> Work required
How many lines in the data below contain the word "surface"? Reply with the number alone.
-- START --
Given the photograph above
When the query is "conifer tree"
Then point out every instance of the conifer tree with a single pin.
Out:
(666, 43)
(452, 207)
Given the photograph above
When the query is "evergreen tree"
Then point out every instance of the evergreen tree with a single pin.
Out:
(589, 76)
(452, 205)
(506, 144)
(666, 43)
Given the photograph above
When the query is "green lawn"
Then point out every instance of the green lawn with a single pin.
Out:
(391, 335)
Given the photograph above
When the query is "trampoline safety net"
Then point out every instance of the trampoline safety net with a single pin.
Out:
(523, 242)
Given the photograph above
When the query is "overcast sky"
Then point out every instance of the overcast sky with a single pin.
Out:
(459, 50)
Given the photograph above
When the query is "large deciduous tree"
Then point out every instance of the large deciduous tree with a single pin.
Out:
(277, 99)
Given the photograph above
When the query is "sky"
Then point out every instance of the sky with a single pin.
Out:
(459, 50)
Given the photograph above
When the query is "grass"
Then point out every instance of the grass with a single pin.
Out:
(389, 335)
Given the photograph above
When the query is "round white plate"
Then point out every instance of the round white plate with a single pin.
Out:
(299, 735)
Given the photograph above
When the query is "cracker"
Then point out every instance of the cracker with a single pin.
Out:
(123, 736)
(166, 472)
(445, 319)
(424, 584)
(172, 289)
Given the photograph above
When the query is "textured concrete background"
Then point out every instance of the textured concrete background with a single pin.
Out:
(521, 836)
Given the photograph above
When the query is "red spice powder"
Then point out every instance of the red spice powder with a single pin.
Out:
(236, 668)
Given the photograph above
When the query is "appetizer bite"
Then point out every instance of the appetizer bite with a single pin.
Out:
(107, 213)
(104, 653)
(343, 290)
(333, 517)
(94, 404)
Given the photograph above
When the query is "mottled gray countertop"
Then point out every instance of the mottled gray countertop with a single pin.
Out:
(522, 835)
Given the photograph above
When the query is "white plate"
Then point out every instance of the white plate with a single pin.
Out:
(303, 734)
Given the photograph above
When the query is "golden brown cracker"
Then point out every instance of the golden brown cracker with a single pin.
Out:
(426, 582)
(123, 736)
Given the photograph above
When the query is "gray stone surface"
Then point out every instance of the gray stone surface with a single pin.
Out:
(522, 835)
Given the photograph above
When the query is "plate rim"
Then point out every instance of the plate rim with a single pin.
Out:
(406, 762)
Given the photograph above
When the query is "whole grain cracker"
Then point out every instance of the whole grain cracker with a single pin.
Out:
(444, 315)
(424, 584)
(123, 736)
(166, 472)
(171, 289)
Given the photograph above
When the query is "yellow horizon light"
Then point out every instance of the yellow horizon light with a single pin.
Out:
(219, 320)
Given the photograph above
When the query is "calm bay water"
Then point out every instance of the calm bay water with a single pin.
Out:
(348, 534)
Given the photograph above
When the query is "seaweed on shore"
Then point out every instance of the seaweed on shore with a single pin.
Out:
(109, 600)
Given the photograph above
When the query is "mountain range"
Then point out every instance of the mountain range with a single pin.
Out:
-- END --
> Reply to the exercise
2